### Jobs
- a) According to the hearing transcript, in which country do basic pension credits cover the years until a person's children turn 16?
- b) Copy the stretch of the hearing transcript from "Last week, Ms." through "Canada Pension Plan." word for word.

+++ Source document +++

Last week, Ms. Demers said that in future, we had to take into account unpaid work in the home. In the appendix provided to us, I don't know the author's name, it says we will not have a choice about changing our approach, in terms of analysis, when we talk about gender in the family and for pensions. We will have to take all these connections into account.
The committee is looking for solutions for women. How could these problems be solved? The Canadian Labour Congress says there will not be many high premiums, when we talk about doubling the proportion of average earnings replaced by the CPP; that is the $1,600 or $1,700 per month I was talking about before. The CLC says the cost would not be very high, given the present state of the Canada Pension Plan.
All three of you seem to agree about the OECD countries where women are disadvantaged. What solutions could be incorporated into the recommendations we will eventually have to make to remedy the situation women are in?
My question is for all three of you.
:
I can answer about the OECD.
[English]
We have just completed a study of the impact on women's retirement incomes of periods out of paid work while caring for children. We've looked at a range of different periods, from one year out of paid work right up to 10 or 15 years. These are for very long periods.
We find that countries have very different policies. In some countries--France, for example--if you take, say, up to five years out of paid work caring for children, your pension is almost fully made up to what it would have been had you continued working; however, once you go beyond five years out of paid work, it diminishes quite rapidly.
In some other countries the pension diminishes straightaway. Every year out of the labour market diminishes the pension. In somewhere like the United Kingdom, you get credits under the basic pension for all the time your children are still of school age, so it's until your children are 16. You could have perhaps 18 or 20 years out of paid work and have that period covered.

+++ Raw records +++

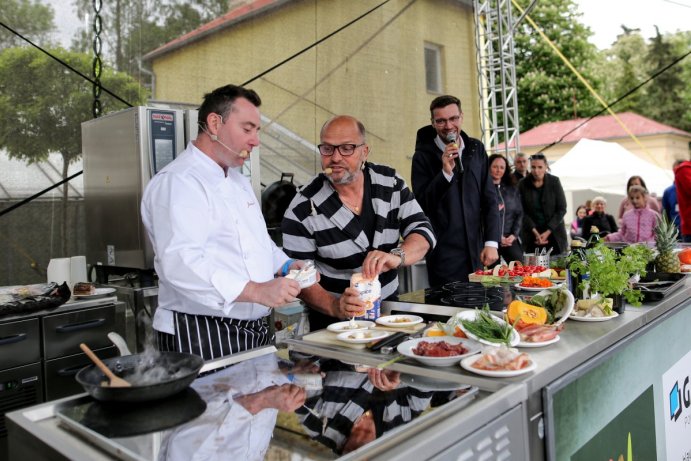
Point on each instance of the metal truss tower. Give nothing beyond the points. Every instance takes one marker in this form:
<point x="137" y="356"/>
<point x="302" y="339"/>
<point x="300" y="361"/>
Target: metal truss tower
<point x="497" y="76"/>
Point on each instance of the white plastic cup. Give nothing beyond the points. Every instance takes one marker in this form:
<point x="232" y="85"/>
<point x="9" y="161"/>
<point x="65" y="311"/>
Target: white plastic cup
<point x="59" y="271"/>
<point x="77" y="270"/>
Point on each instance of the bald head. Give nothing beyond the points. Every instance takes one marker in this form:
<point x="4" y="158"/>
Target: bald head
<point x="340" y="122"/>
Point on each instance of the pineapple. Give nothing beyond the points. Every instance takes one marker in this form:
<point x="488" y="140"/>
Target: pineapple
<point x="665" y="240"/>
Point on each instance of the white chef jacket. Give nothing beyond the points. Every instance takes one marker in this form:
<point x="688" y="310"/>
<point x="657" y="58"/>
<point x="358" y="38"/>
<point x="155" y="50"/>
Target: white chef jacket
<point x="209" y="239"/>
<point x="227" y="431"/>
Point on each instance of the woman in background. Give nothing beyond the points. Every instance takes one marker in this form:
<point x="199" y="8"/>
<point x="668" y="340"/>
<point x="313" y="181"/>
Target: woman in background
<point x="626" y="204"/>
<point x="510" y="208"/>
<point x="599" y="222"/>
<point x="544" y="207"/>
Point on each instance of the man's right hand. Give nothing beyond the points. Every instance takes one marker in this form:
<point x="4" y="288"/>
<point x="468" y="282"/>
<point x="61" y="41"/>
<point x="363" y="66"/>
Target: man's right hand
<point x="448" y="158"/>
<point x="274" y="293"/>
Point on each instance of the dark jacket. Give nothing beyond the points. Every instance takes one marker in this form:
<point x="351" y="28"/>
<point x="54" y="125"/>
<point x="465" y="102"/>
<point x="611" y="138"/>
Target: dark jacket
<point x="604" y="222"/>
<point x="512" y="211"/>
<point x="553" y="206"/>
<point x="463" y="212"/>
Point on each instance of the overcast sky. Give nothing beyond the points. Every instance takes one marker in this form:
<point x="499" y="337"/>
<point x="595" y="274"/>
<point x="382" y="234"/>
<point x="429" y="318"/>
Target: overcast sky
<point x="604" y="17"/>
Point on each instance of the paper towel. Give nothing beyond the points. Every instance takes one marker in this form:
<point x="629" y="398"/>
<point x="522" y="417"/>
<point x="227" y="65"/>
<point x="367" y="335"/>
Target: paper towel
<point x="77" y="270"/>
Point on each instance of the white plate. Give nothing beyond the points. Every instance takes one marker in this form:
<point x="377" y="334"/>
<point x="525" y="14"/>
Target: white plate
<point x="467" y="362"/>
<point x="519" y="287"/>
<point x="470" y="315"/>
<point x="540" y="344"/>
<point x="99" y="292"/>
<point x="427" y="384"/>
<point x="369" y="336"/>
<point x="390" y="320"/>
<point x="340" y="327"/>
<point x="406" y="348"/>
<point x="594" y="319"/>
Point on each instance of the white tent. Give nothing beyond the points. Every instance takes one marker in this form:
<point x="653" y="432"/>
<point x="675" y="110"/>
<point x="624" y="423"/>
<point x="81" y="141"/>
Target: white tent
<point x="593" y="168"/>
<point x="605" y="167"/>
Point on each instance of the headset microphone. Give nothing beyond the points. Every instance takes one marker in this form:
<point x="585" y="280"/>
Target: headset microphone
<point x="214" y="138"/>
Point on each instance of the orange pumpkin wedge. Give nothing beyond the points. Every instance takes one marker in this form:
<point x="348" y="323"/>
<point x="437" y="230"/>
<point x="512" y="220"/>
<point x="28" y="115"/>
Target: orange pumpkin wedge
<point x="527" y="313"/>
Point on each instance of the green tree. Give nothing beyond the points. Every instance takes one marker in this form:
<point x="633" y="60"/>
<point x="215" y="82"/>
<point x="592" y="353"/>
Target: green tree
<point x="547" y="89"/>
<point x="624" y="66"/>
<point x="42" y="106"/>
<point x="664" y="97"/>
<point x="132" y="28"/>
<point x="30" y="18"/>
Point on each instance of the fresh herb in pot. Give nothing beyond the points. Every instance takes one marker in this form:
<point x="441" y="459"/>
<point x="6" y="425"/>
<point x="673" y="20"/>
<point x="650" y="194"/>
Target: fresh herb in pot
<point x="610" y="272"/>
<point x="486" y="326"/>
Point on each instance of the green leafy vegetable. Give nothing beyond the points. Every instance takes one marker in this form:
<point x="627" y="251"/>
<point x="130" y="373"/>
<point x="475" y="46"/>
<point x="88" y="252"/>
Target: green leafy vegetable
<point x="486" y="326"/>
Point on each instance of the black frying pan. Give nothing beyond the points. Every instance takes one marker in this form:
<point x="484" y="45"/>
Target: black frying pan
<point x="152" y="376"/>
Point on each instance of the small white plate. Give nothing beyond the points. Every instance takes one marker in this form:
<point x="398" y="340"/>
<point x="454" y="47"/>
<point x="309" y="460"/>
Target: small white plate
<point x="99" y="293"/>
<point x="470" y="315"/>
<point x="406" y="348"/>
<point x="340" y="327"/>
<point x="427" y="384"/>
<point x="362" y="337"/>
<point x="467" y="364"/>
<point x="540" y="344"/>
<point x="519" y="287"/>
<point x="395" y="321"/>
<point x="594" y="319"/>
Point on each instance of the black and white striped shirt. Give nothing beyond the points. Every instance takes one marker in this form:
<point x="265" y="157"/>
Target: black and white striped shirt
<point x="318" y="226"/>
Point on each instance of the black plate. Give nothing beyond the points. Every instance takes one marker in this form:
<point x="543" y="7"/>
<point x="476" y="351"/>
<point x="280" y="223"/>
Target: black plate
<point x="655" y="293"/>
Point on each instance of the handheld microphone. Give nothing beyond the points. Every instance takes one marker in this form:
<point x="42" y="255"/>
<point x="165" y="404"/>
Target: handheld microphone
<point x="451" y="138"/>
<point x="214" y="138"/>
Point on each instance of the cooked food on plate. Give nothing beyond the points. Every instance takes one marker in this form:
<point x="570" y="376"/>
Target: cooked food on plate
<point x="535" y="282"/>
<point x="501" y="359"/>
<point x="439" y="349"/>
<point x="539" y="333"/>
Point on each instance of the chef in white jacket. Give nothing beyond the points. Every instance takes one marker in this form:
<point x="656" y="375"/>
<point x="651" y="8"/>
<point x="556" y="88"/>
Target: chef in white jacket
<point x="219" y="271"/>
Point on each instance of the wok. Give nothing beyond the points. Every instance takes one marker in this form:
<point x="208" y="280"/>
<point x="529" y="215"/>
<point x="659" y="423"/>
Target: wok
<point x="153" y="376"/>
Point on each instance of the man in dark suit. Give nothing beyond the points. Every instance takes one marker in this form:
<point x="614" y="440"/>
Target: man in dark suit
<point x="451" y="181"/>
<point x="520" y="166"/>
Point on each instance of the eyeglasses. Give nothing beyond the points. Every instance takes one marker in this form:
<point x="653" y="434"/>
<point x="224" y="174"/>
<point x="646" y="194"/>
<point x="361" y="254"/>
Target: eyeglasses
<point x="444" y="121"/>
<point x="344" y="149"/>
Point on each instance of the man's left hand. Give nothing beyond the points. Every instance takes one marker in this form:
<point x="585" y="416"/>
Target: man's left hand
<point x="377" y="262"/>
<point x="488" y="256"/>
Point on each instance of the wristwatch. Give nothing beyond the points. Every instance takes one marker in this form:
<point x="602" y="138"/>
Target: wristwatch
<point x="400" y="253"/>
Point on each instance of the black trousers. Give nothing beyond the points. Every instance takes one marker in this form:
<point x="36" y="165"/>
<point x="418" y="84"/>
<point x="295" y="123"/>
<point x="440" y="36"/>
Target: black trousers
<point x="213" y="337"/>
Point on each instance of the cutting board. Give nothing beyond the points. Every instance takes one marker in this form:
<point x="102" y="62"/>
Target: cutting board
<point x="328" y="337"/>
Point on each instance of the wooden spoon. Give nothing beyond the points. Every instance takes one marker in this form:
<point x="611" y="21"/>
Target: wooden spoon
<point x="114" y="380"/>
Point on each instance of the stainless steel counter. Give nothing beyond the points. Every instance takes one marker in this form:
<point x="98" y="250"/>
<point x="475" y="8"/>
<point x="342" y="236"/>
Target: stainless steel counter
<point x="511" y="408"/>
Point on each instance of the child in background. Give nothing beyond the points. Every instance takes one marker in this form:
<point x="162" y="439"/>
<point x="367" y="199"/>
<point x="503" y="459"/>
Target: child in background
<point x="637" y="224"/>
<point x="577" y="224"/>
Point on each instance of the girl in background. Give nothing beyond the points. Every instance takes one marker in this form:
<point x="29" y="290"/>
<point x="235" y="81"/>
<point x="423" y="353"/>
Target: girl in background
<point x="637" y="224"/>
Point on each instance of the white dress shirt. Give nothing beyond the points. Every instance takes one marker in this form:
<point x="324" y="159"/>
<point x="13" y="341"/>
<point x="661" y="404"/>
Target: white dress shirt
<point x="209" y="239"/>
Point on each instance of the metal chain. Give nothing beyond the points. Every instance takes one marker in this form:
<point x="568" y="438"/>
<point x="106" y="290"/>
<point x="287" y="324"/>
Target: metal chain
<point x="97" y="65"/>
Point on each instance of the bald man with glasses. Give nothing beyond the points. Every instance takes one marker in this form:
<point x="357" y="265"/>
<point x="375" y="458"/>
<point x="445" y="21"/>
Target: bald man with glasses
<point x="351" y="218"/>
<point x="451" y="180"/>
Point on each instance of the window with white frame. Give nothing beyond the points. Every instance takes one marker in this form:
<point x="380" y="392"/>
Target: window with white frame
<point x="433" y="68"/>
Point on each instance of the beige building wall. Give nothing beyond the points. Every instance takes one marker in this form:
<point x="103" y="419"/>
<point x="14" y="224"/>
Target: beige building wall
<point x="373" y="70"/>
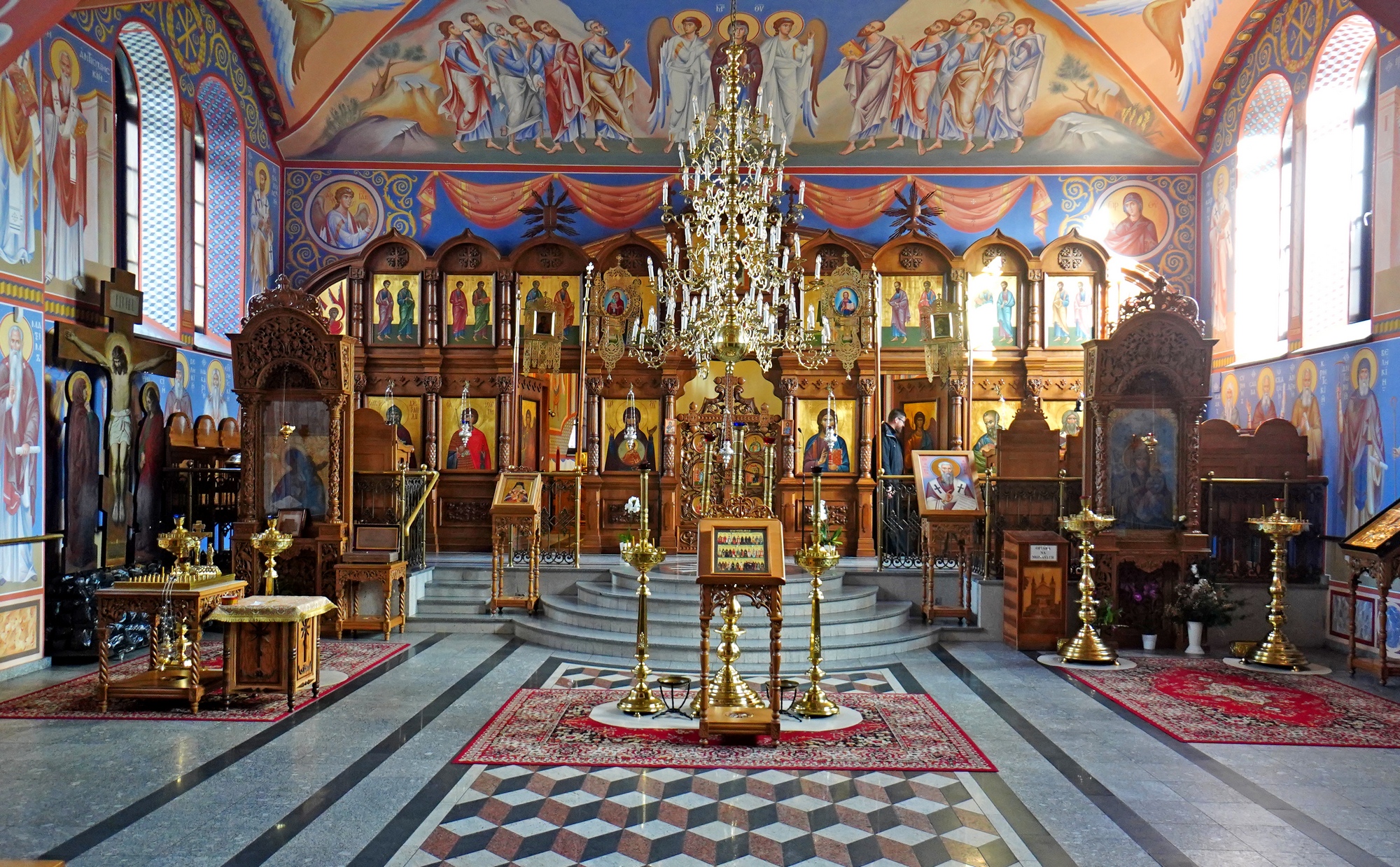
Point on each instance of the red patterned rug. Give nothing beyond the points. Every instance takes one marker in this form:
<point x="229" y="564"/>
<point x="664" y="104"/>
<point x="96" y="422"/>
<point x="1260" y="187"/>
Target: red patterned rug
<point x="76" y="700"/>
<point x="899" y="732"/>
<point x="1208" y="702"/>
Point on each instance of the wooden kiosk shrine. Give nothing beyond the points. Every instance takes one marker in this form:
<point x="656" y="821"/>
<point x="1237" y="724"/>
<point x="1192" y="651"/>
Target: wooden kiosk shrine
<point x="1147" y="386"/>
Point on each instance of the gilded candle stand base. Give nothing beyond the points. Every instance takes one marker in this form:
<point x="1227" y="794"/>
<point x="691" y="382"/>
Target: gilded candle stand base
<point x="643" y="557"/>
<point x="1087" y="646"/>
<point x="1276" y="651"/>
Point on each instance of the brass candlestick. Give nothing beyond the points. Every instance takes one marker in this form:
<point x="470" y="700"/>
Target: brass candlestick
<point x="1087" y="646"/>
<point x="729" y="688"/>
<point x="643" y="557"/>
<point x="270" y="544"/>
<point x="1276" y="649"/>
<point x="817" y="560"/>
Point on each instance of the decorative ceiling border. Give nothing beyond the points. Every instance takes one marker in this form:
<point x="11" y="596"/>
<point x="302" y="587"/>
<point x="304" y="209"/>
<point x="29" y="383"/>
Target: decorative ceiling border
<point x="253" y="60"/>
<point x="1209" y="116"/>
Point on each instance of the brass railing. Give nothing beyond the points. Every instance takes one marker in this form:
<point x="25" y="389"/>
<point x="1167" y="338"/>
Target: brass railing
<point x="561" y="520"/>
<point x="398" y="498"/>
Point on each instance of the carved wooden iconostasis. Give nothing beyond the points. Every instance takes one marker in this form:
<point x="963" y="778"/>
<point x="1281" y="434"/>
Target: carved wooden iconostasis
<point x="295" y="386"/>
<point x="432" y="323"/>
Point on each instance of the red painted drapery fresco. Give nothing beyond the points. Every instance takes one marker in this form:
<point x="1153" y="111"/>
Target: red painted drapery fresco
<point x="625" y="207"/>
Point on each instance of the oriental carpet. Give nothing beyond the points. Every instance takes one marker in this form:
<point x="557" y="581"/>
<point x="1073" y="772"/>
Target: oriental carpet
<point x="1208" y="702"/>
<point x="898" y="732"/>
<point x="76" y="700"/>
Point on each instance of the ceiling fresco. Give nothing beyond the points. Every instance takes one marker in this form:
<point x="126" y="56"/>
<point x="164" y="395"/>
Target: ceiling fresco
<point x="918" y="83"/>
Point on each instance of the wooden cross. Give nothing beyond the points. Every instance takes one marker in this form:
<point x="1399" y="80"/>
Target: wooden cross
<point x="121" y="355"/>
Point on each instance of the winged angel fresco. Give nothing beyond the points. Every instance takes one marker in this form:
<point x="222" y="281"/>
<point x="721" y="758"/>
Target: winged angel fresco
<point x="296" y="26"/>
<point x="1181" y="26"/>
<point x="782" y="61"/>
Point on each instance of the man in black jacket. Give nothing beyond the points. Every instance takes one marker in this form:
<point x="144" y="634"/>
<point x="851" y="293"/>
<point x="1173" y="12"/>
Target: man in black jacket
<point x="892" y="464"/>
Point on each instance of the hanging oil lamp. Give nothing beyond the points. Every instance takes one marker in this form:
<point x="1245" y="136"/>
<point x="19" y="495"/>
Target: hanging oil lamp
<point x="288" y="428"/>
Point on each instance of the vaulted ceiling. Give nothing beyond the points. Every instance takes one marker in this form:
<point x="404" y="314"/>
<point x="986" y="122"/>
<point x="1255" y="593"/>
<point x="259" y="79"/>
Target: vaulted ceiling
<point x="1121" y="82"/>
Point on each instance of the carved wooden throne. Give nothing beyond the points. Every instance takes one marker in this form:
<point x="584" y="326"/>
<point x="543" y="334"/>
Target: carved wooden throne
<point x="290" y="370"/>
<point x="1149" y="383"/>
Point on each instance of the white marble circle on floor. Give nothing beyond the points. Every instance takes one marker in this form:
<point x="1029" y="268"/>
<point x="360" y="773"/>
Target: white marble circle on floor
<point x="1055" y="662"/>
<point x="1244" y="666"/>
<point x="608" y="715"/>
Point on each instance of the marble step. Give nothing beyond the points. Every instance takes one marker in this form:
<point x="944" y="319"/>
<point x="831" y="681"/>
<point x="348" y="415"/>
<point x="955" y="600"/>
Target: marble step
<point x="796" y="623"/>
<point x="664" y="600"/>
<point x="684" y="649"/>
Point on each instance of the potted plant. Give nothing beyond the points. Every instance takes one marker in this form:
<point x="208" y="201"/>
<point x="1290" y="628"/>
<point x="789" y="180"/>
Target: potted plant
<point x="1143" y="610"/>
<point x="1200" y="606"/>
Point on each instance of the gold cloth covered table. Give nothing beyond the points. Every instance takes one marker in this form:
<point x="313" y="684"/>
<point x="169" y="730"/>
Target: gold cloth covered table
<point x="272" y="645"/>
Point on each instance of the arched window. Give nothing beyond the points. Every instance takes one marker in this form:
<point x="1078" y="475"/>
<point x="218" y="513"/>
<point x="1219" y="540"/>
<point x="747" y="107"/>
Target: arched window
<point x="128" y="152"/>
<point x="220" y="306"/>
<point x="1340" y="123"/>
<point x="159" y="177"/>
<point x="1261" y="268"/>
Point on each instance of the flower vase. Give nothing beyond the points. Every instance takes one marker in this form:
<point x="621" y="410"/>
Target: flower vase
<point x="1195" y="631"/>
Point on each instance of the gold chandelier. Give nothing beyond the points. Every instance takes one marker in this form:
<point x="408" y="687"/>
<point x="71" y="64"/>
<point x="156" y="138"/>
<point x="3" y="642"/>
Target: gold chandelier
<point x="732" y="286"/>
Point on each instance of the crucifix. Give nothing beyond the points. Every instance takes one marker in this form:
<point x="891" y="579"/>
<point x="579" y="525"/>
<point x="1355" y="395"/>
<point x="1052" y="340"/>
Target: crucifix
<point x="121" y="355"/>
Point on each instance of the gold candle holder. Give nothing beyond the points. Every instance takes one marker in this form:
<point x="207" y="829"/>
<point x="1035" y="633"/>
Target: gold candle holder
<point x="270" y="544"/>
<point x="1276" y="651"/>
<point x="643" y="557"/>
<point x="817" y="560"/>
<point x="1087" y="646"/>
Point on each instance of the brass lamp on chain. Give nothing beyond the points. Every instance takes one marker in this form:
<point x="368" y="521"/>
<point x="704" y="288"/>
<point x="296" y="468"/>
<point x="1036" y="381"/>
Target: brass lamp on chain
<point x="817" y="560"/>
<point x="643" y="557"/>
<point x="270" y="544"/>
<point x="1087" y="646"/>
<point x="1276" y="651"/>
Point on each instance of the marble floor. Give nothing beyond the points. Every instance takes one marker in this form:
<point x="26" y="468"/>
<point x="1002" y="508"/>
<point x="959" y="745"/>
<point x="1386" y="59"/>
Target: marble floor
<point x="365" y="778"/>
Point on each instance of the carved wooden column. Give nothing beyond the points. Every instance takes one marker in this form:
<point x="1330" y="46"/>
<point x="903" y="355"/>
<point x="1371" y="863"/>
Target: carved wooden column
<point x="788" y="390"/>
<point x="505" y="421"/>
<point x="596" y="419"/>
<point x="251" y="474"/>
<point x="957" y="387"/>
<point x="356" y="292"/>
<point x="1038" y="279"/>
<point x="670" y="386"/>
<point x="506" y="306"/>
<point x="337" y="405"/>
<point x="867" y="390"/>
<point x="432" y="317"/>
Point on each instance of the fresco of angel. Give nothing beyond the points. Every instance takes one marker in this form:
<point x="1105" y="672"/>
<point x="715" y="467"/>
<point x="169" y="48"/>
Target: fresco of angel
<point x="296" y="26"/>
<point x="792" y="74"/>
<point x="678" y="57"/>
<point x="1184" y="27"/>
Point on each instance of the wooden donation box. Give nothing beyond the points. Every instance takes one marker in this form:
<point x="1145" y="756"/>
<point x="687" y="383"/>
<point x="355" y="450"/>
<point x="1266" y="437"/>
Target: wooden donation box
<point x="272" y="645"/>
<point x="1374" y="550"/>
<point x="1035" y="567"/>
<point x="184" y="677"/>
<point x="740" y="558"/>
<point x="514" y="512"/>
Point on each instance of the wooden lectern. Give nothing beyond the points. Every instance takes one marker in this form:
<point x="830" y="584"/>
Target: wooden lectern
<point x="740" y="558"/>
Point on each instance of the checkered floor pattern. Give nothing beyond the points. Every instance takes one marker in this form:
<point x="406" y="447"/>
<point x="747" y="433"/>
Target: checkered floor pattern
<point x="570" y="676"/>
<point x="621" y="817"/>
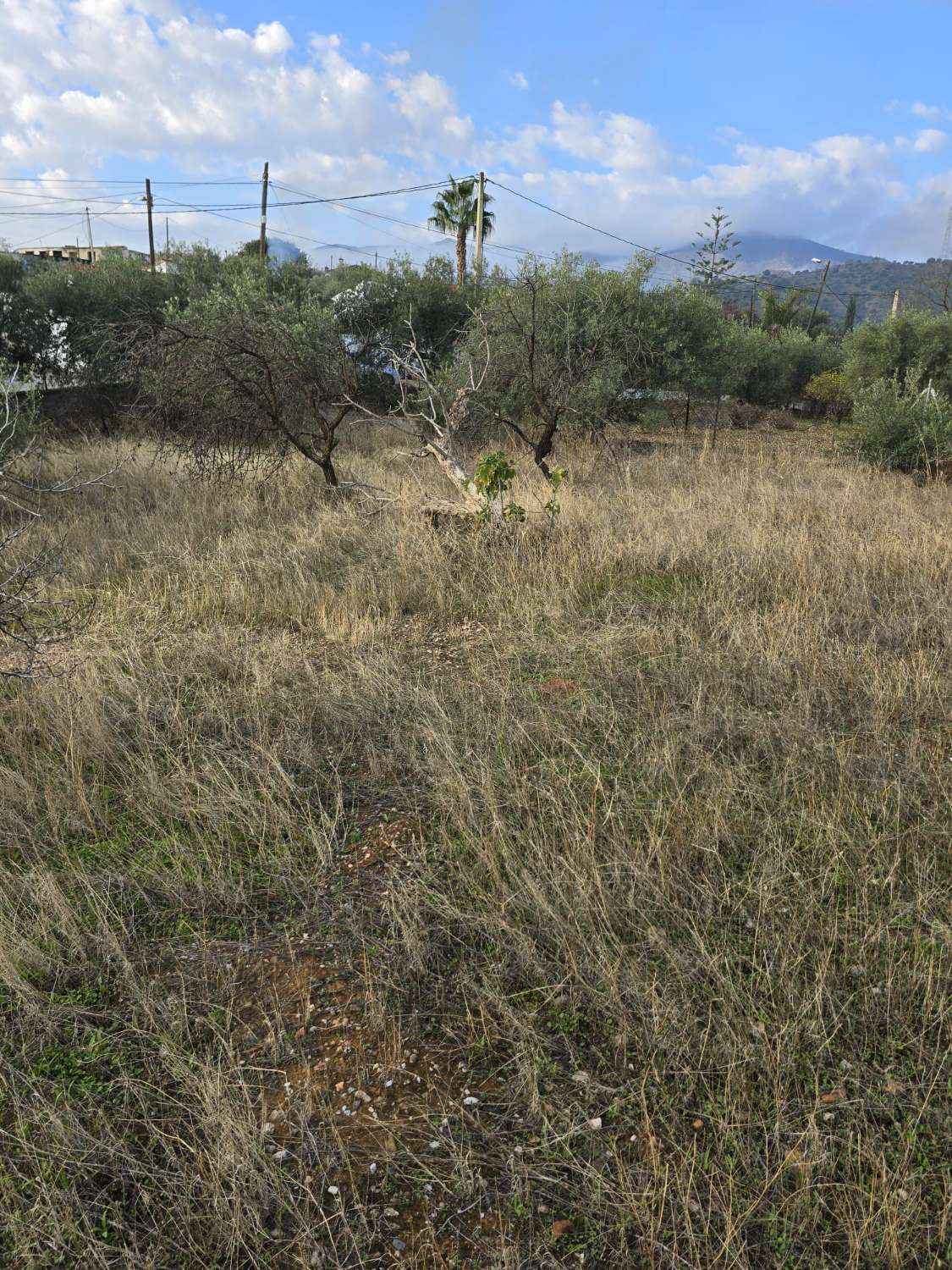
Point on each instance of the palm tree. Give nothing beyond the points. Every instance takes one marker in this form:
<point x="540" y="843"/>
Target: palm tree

+++

### Full solutions
- a) The United Kingdom

- b)
Last week, Ms. Demers said that in future, we had to take into account unpaid work in the home. In the appendix provided to us, I don't know the author's name, it says we will not have a choice about changing our approach, in terms of analysis, when we talk about gender in the family and for pensions. We will have to take all these connections into account.
The committee is looking for solutions for women. How could these problems be solved? The Canadian Labour Congress says there will not be many high premiums, when we talk about doubling the proportion of average earnings replaced by the CPP; that is the $1,600 or $1,700 per month I was talking about before. The CLC says the cost would not be very high, given the present state of the Canada Pension Plan.